> _Text shown_:
_____

ST. LOUIS — Food choices advertised on television tend to promote “imbalanced” diets compared with recommendations set forth in nutritional guidelines, according to “Nutritional Imbalance Endorsed by Televised Food Advertisements,” a study published in the June issue of the Journal of the American Dietetic Association.
The study, led by Michael Mink, Ph.D., assistant professor and MPH program coordinator, Armstrong Atlantic State University, Savannah, Ga., found that a 2,000-calorie diet consisting entirely of foods advertised on television would contain 25 times the recommended servings of sugars and 20 times the recommended servings of fat, but less than half of the recommended servings of vegetables, dairy and fruits.
“The results of this study suggest the foods advertised on television tend to oversupply nutrients associated with chronic illness (eg, saturated fat, cholesterol, and sodium) and undersupply nutrients that help protect against illness (eg, fiber, vitamins A, E, and D, calcium, and potassium),” Mr. Mink said.
As part of the study, researchers analyzed 84 hours of prime time and 12 hours of Saturday morning broadcast television over a 28-day period in 2004. Television stations ABC, CBS, Fox and NBC were sampled on a rotating basis to develop a complete profile of each network. The Saturday-morning cartoon segment (from 8-11 a.m.) was included to capture food advertisements marketed primarily to children.
All 96 hours of observations were videotaped and reviewed later to identify food advertisements and specific food items being promoted. Only food items that clearly were promoted for sale during an advertisement were recorded. Each food item then was analyzed for nutritional content. Observed portion sizes were converted to the number of servings.
According to the researchers, the observed food items fail to comply with Food Guide Pyramid recommendations in every food group except grains. In addition, the average observed food item contained excessive servings of sugars, fat, and meat and inadequate servings of dairy, fruit and vegetables. The situation was similar for essential nutrients, with the observed foods oversupplying eight nutrients: protein, selenium, sodium, niacin, total fat, saturated fat, thiamin and cholesterol. These same foods undersupplied 12 nutrients: iron, phosphorus, vitamin A, carbohydrates, calcium, vitamin E, magnesium, copper, potassium, pantothenic acid, fiber, and vitamin D, the researchers noted.
To help alleviate the problem, the researchers recommended nutritional warnings for imbalanced foods similar to those mandated on direct-to-consumer drug advertisements. They also recommended investigating health promotion strategies that target consumers, the food industry, public media, and regulation focusing on a three-pronged approach.
“First, the public should be informed about the nature and extent of the bias in televised food advertisements,” the researchers said. “Educational efforts should identify the specific nutrients that tend to be oversupplied and undersupplied in advertised foods and should specify the single food items that surpass an entire day's worth of sugar and fat servings. Second, educational efforts should also provide consumers with skills for distinguishing balanced food selections from imbalanced food selections. For example, interactive web sites could be developed that test a participant's ability to identify imbalanced food selections from a list of options. This type of game-based approach would likely appeal to youth and adults. Third, the public should be directed to established nutritional guidelines and other credible resources for making healthful food choices.”

_____

> _Study questions_:
- a) According to the food-advertising article, why did the researchers include the Saturday-morning cartoon segment in their sample? Answer in one to three sentences.
- b) Reproduce the stretch of the food-advertising article from "To help alleviate" through "a three-pronged approach.".

> _Source material_:
_____

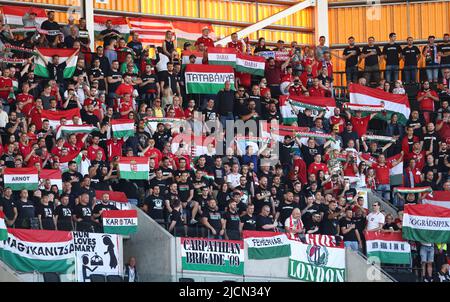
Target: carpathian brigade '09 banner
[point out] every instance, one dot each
(97, 254)
(201, 254)
(208, 79)
(315, 263)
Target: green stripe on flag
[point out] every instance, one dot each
(121, 230)
(391, 257)
(269, 252)
(23, 264)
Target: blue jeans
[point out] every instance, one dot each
(353, 245)
(384, 190)
(391, 73)
(351, 74)
(432, 72)
(410, 74)
(225, 118)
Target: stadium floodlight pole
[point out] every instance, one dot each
(270, 20)
(87, 10)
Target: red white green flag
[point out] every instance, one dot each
(222, 56)
(122, 128)
(3, 229)
(134, 168)
(390, 248)
(54, 117)
(122, 222)
(438, 198)
(426, 223)
(250, 64)
(38, 251)
(208, 79)
(21, 178)
(65, 56)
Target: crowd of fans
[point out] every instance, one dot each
(309, 190)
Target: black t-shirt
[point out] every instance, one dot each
(155, 206)
(184, 189)
(329, 226)
(151, 86)
(249, 222)
(350, 236)
(445, 49)
(285, 209)
(371, 60)
(112, 87)
(410, 54)
(56, 72)
(353, 60)
(392, 51)
(214, 218)
(233, 221)
(259, 204)
(261, 221)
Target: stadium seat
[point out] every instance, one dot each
(114, 278)
(97, 278)
(51, 277)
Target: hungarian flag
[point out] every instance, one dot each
(122, 222)
(390, 248)
(119, 23)
(69, 129)
(267, 245)
(250, 64)
(190, 31)
(187, 53)
(150, 31)
(134, 168)
(21, 178)
(393, 103)
(54, 117)
(3, 229)
(13, 14)
(208, 79)
(64, 56)
(55, 177)
(438, 198)
(221, 56)
(122, 128)
(300, 103)
(118, 199)
(38, 251)
(426, 223)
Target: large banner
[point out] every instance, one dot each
(315, 263)
(97, 254)
(38, 251)
(201, 254)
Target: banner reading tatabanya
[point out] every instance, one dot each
(201, 254)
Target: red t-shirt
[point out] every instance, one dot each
(92, 153)
(336, 121)
(114, 148)
(382, 172)
(314, 168)
(427, 103)
(360, 124)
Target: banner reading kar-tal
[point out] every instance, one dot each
(315, 263)
(97, 254)
(201, 254)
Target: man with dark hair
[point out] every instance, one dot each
(391, 53)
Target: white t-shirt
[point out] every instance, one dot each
(374, 220)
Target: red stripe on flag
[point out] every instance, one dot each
(120, 214)
(41, 235)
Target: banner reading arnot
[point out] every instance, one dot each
(315, 263)
(201, 254)
(97, 254)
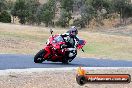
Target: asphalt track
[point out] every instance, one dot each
(16, 61)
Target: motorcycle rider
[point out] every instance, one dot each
(70, 37)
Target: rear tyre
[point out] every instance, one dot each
(38, 58)
(64, 61)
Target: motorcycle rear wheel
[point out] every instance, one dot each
(38, 58)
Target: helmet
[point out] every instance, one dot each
(73, 31)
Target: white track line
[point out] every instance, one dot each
(30, 70)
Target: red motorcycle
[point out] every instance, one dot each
(56, 50)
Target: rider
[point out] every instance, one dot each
(71, 37)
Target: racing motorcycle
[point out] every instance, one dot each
(56, 50)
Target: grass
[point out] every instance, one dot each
(29, 40)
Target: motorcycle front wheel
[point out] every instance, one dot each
(38, 58)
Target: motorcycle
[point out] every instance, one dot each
(56, 50)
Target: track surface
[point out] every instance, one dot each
(15, 61)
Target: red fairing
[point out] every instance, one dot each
(81, 44)
(48, 49)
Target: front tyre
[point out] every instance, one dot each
(38, 58)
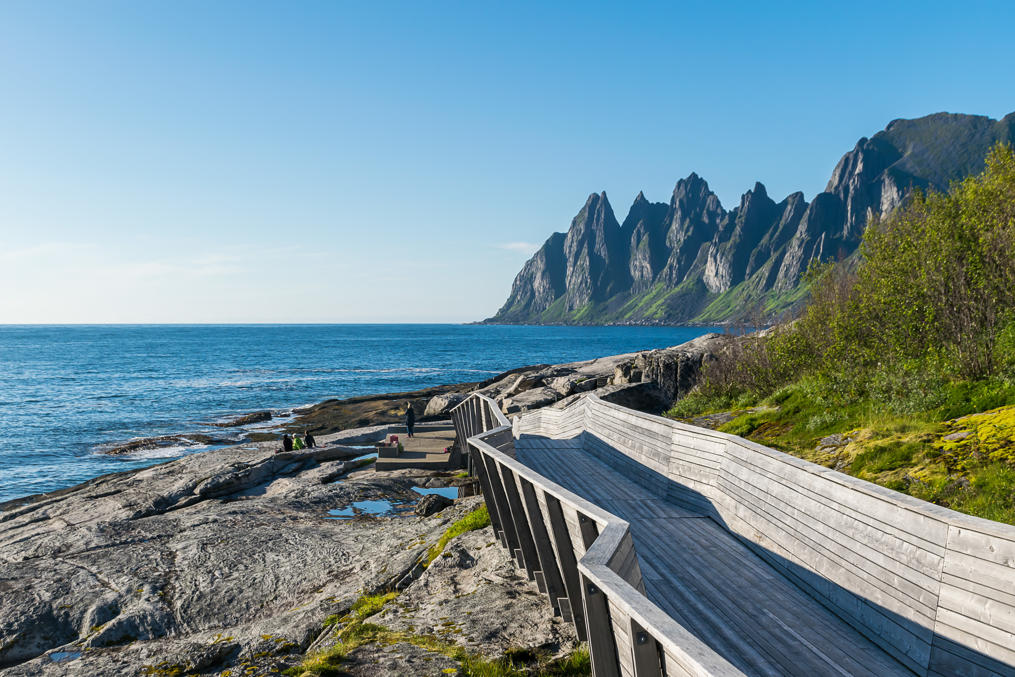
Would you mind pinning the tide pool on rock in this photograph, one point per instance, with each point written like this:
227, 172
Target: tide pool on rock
67, 393
224, 560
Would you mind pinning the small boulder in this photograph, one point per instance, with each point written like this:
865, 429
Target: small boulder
246, 419
432, 503
440, 405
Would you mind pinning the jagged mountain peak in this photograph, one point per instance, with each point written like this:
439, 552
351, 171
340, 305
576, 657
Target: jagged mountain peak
690, 259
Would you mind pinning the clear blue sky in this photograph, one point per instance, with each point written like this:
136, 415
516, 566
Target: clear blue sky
332, 161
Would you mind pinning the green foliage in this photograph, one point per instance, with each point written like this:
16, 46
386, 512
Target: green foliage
932, 301
477, 519
910, 343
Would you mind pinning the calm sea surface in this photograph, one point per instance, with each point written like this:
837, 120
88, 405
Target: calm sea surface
67, 391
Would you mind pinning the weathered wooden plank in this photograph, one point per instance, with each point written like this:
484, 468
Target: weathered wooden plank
544, 550
564, 552
600, 631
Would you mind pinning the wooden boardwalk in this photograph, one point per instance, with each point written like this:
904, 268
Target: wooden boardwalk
681, 551
709, 582
424, 451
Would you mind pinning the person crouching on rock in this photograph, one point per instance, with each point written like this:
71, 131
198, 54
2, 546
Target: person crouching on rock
410, 419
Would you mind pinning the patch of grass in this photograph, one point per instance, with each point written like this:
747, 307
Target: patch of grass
744, 424
477, 519
884, 457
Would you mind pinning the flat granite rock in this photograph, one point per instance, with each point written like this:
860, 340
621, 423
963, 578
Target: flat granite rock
221, 560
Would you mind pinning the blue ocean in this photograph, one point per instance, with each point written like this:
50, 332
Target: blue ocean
67, 392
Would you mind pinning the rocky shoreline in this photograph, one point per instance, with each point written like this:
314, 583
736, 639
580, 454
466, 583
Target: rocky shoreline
230, 561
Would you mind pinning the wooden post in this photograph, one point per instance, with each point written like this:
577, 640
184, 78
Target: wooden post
645, 653
602, 645
568, 564
544, 549
526, 547
509, 533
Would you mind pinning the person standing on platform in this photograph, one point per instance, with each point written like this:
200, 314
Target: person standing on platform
410, 419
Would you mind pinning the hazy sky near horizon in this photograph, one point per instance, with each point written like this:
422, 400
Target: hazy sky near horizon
398, 161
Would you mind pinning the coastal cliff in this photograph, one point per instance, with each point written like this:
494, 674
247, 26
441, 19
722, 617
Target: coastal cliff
691, 261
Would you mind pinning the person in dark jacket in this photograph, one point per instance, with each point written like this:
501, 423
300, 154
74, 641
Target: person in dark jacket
410, 419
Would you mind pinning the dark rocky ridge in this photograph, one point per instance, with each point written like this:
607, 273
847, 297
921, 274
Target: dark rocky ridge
692, 261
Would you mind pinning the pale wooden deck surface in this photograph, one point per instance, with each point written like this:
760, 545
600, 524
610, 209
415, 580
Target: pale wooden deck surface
711, 583
423, 451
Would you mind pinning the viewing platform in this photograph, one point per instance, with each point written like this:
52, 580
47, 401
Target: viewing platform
423, 451
678, 550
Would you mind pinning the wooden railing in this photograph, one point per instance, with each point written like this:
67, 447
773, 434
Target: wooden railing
934, 588
580, 555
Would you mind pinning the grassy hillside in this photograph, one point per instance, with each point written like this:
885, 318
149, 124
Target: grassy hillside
901, 368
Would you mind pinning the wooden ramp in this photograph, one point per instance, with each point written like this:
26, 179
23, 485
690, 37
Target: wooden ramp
709, 582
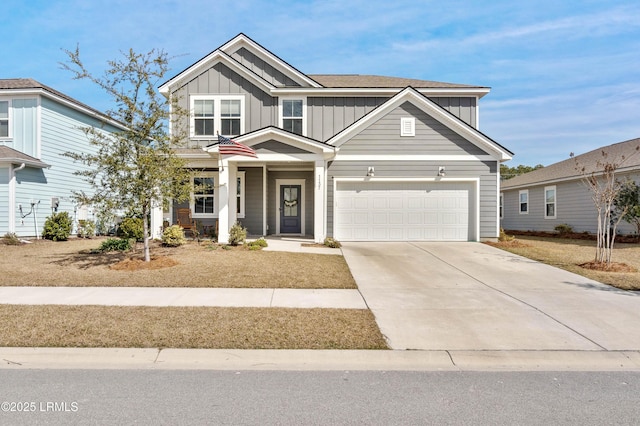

_____

> _Answers for the exercise_:
- a) The researchers included the Saturday-morning cartoon segment, from 8 to 11 a.m., to capture food advertisements marketed primarily to children.

- b)
To help alleviate the problem, the researchers recommended nutritional warnings for imbalanced foods similar to those mandated on direct-to-consumer drug advertisements. They also recommended investigating health promotion strategies that target consumers, the food industry, public media, and regulation focusing on a three-pronged approach.